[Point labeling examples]
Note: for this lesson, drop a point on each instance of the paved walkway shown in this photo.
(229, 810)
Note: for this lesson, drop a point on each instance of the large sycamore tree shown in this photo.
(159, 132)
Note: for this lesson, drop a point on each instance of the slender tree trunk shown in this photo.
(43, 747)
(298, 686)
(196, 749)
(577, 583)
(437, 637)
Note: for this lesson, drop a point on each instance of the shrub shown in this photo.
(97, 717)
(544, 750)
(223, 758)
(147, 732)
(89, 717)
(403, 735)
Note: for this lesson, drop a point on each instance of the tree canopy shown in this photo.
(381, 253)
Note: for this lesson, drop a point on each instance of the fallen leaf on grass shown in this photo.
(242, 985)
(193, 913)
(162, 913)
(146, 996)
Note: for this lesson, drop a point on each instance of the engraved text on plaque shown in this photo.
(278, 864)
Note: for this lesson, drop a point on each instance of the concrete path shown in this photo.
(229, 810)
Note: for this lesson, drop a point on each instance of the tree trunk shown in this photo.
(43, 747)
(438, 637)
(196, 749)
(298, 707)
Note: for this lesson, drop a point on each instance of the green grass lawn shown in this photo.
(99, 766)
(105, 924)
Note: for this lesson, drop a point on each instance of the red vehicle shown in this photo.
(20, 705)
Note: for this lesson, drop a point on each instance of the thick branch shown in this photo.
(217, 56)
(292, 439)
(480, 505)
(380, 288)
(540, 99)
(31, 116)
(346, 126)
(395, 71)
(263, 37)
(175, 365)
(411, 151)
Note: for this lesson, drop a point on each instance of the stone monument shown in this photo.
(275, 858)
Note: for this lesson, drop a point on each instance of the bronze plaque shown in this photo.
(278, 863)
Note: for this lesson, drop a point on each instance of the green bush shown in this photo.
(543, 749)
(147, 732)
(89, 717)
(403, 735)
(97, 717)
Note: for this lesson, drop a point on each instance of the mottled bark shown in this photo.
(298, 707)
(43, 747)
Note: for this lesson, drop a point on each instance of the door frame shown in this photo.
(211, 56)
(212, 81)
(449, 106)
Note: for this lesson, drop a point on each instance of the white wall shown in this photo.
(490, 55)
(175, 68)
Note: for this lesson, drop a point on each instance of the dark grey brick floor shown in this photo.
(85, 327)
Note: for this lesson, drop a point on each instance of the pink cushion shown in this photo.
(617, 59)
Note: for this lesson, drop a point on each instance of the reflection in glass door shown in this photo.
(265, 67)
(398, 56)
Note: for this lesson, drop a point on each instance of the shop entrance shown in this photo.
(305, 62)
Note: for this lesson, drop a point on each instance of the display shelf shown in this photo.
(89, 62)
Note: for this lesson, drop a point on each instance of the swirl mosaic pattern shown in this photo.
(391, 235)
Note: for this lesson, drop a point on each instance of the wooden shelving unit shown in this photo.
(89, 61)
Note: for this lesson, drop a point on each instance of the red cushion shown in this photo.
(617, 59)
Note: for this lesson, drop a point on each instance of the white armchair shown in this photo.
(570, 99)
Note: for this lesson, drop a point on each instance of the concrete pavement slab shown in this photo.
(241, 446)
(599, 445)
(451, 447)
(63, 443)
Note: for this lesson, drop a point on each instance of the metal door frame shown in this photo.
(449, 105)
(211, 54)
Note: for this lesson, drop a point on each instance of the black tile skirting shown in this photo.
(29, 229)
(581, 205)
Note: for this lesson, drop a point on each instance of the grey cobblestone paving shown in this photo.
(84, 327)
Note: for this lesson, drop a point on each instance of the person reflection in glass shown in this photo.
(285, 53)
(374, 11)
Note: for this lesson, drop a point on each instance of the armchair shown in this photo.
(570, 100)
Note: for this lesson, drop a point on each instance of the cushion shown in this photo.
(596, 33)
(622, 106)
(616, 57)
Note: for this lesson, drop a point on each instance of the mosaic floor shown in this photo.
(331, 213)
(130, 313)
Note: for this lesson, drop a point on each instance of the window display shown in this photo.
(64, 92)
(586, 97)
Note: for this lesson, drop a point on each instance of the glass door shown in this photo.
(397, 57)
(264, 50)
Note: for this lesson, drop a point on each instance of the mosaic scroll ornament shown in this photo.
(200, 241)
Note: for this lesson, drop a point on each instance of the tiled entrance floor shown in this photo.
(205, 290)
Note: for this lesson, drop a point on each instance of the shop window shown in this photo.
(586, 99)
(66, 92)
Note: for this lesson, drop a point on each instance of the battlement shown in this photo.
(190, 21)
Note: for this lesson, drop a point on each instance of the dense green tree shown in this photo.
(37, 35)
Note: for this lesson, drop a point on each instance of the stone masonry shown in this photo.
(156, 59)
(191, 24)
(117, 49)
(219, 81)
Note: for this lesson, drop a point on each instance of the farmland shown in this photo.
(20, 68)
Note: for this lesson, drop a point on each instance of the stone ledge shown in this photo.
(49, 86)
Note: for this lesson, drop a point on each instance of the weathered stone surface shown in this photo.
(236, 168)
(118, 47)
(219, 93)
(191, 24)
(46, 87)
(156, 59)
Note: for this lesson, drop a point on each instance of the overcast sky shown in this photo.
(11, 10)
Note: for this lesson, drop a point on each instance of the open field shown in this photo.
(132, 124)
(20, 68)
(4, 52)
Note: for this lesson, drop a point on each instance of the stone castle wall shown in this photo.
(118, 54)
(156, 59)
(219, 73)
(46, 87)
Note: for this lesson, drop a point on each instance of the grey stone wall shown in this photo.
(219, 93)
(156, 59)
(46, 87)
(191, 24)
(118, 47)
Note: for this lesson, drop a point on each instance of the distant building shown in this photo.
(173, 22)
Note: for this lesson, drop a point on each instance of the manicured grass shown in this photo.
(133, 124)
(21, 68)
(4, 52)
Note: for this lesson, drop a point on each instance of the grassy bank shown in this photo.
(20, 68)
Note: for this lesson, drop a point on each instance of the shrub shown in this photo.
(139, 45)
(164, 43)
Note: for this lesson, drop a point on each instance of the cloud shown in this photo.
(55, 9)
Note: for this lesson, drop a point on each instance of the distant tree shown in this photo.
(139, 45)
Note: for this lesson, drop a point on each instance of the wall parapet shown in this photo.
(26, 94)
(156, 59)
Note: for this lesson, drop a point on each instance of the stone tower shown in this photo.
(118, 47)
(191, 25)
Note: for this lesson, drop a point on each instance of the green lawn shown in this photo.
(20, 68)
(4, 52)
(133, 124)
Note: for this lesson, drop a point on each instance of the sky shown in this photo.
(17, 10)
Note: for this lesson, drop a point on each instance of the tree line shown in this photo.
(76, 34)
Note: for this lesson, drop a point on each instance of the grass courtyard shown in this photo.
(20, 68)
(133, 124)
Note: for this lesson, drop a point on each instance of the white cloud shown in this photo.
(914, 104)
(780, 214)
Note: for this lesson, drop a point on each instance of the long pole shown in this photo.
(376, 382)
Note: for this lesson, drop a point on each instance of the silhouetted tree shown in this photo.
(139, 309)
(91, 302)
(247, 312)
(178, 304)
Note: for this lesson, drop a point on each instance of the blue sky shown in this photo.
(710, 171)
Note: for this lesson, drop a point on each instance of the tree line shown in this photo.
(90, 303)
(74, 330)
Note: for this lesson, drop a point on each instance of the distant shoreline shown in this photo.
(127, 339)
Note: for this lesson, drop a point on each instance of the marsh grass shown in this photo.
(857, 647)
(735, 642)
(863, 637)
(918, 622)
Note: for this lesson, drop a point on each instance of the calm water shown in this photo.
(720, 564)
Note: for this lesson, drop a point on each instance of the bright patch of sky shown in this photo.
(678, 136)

### TO DO
Extract, unchanged, the closing run of lines that opens with the line containing "distant tree shown in this photo." and ends with the last line.

### EXERCISE SOLUTION
Note: for this lesson, drop a point on each instance of the distant tree shown in this photo.
(139, 45)
Note: for this lesson, drop a point on each instance of the wall parapet shown in this photo.
(26, 94)
(156, 59)
Note: for this lesson, drop a point on each instance of the stone tower shown in this photo.
(118, 47)
(191, 25)
Note: for this lesson, drop a point on each instance of the green lawn shown in this photo.
(20, 68)
(4, 52)
(133, 124)
Note: for this lesson, drop a point on each instance of the sky shown in this photo.
(17, 10)
Note: for this lesson, drop a point on each instance of the tree line shown in this photo.
(76, 34)
Note: for this lesson, drop a point on each instance of the grass courtyard shown in this photo.
(20, 68)
(133, 124)
Note: for this lesson, drop a point on each instance of the white cloud shown in this photo.
(914, 104)
(780, 214)
Note: for this lesson, drop a point on each instance of the long pole shown in this photo.
(376, 382)
Note: for this lesson, drop a point on each instance of the silhouetted tree shown in this photo.
(139, 309)
(91, 302)
(247, 312)
(178, 304)
Note: for this lesson, drop a point on each instance of the blue sky shown in this photo.
(710, 171)
Note: for this lesson, drop a point on each instance of the tree line shown in this photo.
(90, 303)
(74, 330)
Note: for this lesson, drop a point on each instance of the distant shoreline shown in this photo.
(127, 339)
Note: for this lesson, drop a point on each instance of the marsh grass shown in this photo.
(857, 647)
(735, 642)
(863, 637)
(918, 622)
Note: for this lesson, drop a point on each instance of the calm water shown in this photo.
(720, 564)
Note: for this lesson, drop a point on each instance of the bright patch of sky shown in this photo.
(678, 136)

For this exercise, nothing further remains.